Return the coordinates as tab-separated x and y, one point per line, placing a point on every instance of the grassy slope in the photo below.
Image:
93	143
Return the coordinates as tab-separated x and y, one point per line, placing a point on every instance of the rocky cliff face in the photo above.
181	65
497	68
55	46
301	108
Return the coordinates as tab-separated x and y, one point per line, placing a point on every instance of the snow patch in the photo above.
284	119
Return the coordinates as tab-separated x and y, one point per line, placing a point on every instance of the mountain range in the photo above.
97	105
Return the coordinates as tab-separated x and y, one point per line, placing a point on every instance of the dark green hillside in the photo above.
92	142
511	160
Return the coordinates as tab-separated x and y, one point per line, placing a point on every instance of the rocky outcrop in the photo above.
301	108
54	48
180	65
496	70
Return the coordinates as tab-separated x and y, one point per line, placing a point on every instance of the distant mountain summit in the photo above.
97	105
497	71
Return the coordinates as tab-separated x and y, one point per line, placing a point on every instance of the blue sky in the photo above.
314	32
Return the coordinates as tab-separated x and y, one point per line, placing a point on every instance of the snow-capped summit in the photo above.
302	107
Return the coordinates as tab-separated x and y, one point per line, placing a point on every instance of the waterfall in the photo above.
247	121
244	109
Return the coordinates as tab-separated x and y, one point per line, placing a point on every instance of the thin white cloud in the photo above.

-------

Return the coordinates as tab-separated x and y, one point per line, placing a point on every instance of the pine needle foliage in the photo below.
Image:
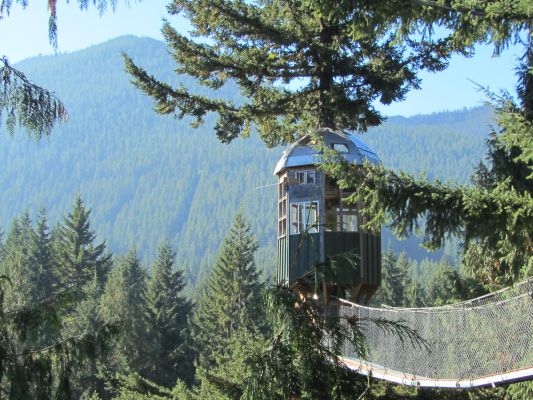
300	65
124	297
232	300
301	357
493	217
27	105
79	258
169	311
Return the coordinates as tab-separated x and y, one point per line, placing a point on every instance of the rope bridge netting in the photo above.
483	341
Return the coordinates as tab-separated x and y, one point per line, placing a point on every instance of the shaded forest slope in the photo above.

-------

Directive: Rewrite the material from the line with "hillside in the photo above." to the line with "cloud in the photo above.", switching "waterfall" to "cascade" and keeping everything else the same.

Expected answer:
Return the coordinates as tab-separated x and y, one point per line, placing a point on every instance of the dark green hillside in the photo above.
92	142
511	160
Return the coordinates as tab-separated x and y, one point per line, placing a point on every instance of the rocky outcrop in the photo above.
301	108
54	48
180	65
496	70
Return the coordinates as tab-separated x and y, one point per line, placing a point on every instance of the distant mountain summit in the photo above.
97	105
497	71
Return the coordinates as tab-separated x and y, one point per line, placing a point on every instance of the blue sky in the photo above.
314	32
Return the coordinates as tab-separated x and y, one point per line, placing a point on every instance of the snow-capped summit in the photo above.
302	107
Return the coordinates as tab-separated x and y, one point per line, placing a point on every instance of the cascade in the photo above.
247	121
244	109
Return the coordinates as tab-separated x and y, one point per line, placing a point on every instance of the thin white cloud in the photo above.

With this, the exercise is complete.